# Food plots



## redlabel (Mar 7, 2002)

Just finished planting 12 food plots.

Eight 5 acre plots of sorghum & millet mixed

500# Grain Sorghum $275.00
300# Siberian Millet $144.00

Four 5 acre plots of corn

5 Bushels corn seed $167.50

Diesel Fuel

312 gallons $437.00

New tree planting started

600 Rocky Mountain Juiper
150 Chokecherry
150 Plum
100 Red Osier Dogwood $478.00
50 Sargeant Crab
50 Caragana

Seeing a hen pheasant on a nest with 17 eggs, in a tree planting you have personally planted, watered, and cultivated, PRICELESS!!!

There are an unbelievable amount of deer out there again this year.


----------



## Miller (Mar 2, 2002)

How many acres do you manage? It appears you've been doing this for awhile, very well done.


----------



## tmorrie (Apr 1, 2002)

Nice work RedLabel,

Our land finally dried out enough to work it up and plant 5 acres of (Sunflower, Sorghum, Millet & buckwheat mix) on June 20 . Wanted to plant another 5 acres which was in a small grain mix (oats, barley, millet)last year, but the 3 point on the rental tractor was broken so we couldn't work the disc through it.

Might try to still work it up when it dries out again, but not sure what to plant this late in the year? This small grain mix was left unharvested and still has alot of seed left, so I was hoping that lightly discing it would allow it to come back decent this year?

We also added another row (160 Sea Buckthorn) to one of our tree plantings.


----------



## redlabel (Mar 7, 2002)

You may still be able to try millet. I'm planning on broadcasting a llittle around the edges of the corn plot next week.

I've thought about Seabuckthorn but not tried it. Do you have it anywhere else? I see the nursery in Towner has it so will take a look at it for next year.


----------



## tmorrie (Apr 1, 2002)

I actually have some left over millet from last year, so maybe I'll give that a shot, thanks for the feedback.

The Sea Buckthorn I've planted has been planted in the last 1-3 years in our saline and lower/wet areas and seem to be doing well. Since planting them I've talked to some people who say Russian olive and Sea Buckthorn are good, but shorter lived and not quite as good as plums, chokecherries, crabs, honeysuckly, lilac & hawthorne.

The land we have is in western Cass county, what part of the state are you working in?


----------

[STATED GOAL 1] Please count the lines of the records below that contain the word "paved", and give only that number.

[SUPPLIED DATA]
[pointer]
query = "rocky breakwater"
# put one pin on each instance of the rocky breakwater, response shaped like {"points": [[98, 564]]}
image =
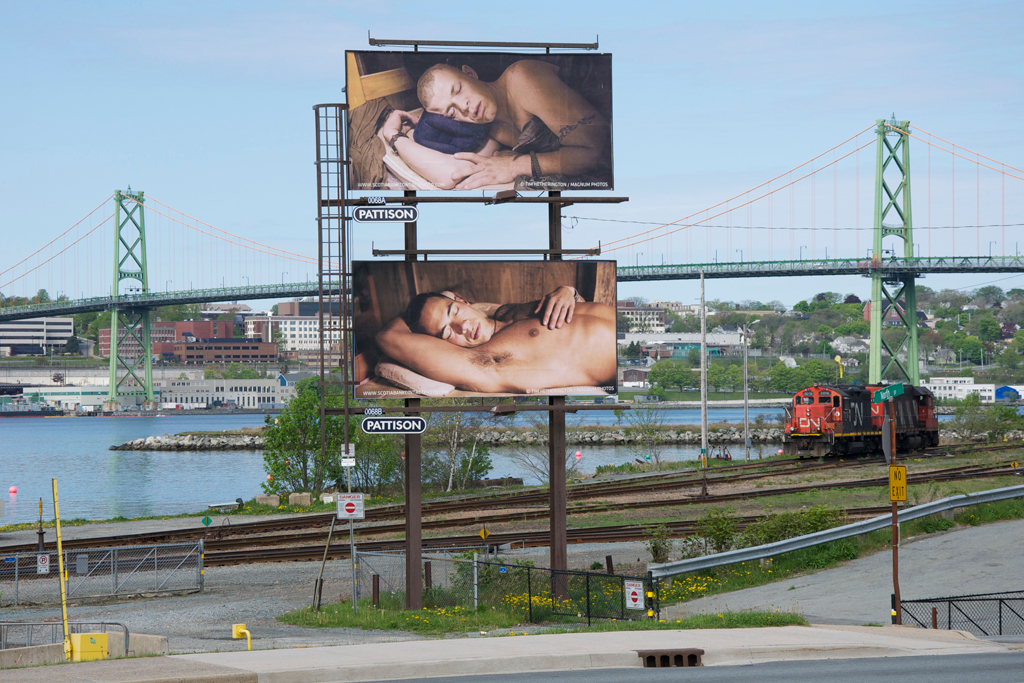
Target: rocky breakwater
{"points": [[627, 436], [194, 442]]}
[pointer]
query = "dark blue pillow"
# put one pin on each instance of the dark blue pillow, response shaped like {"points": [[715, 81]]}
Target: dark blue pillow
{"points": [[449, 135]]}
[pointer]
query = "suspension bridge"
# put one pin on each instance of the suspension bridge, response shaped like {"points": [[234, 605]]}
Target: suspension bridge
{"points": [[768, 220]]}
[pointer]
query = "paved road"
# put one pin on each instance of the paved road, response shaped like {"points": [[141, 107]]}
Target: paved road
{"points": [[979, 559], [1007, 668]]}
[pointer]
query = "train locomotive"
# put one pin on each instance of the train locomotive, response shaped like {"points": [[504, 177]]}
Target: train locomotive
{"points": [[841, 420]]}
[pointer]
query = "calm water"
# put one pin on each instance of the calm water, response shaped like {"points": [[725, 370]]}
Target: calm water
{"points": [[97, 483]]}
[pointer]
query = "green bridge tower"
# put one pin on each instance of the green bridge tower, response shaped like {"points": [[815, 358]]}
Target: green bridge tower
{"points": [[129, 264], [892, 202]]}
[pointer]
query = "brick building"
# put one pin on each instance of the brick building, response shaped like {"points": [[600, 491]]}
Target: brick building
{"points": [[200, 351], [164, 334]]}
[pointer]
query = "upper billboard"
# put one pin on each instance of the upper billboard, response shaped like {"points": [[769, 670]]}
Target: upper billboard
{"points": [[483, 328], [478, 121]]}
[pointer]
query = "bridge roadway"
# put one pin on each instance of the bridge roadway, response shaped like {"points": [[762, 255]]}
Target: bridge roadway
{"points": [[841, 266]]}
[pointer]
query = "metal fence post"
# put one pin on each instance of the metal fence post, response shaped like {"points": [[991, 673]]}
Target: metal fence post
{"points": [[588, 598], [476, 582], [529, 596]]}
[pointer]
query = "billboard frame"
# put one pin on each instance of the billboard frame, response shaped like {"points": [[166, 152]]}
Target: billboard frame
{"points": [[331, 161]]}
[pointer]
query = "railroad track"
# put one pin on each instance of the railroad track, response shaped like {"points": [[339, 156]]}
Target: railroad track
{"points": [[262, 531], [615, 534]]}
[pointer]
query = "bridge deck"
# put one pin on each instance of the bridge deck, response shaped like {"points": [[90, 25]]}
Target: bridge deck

[STATED GOAL 2] In the food plots thread, how many Sea Buckthorn went into the new row added to one of the tree plantings?

[RIGHT ANSWER 1] 3

[RIGHT ANSWER 2] 160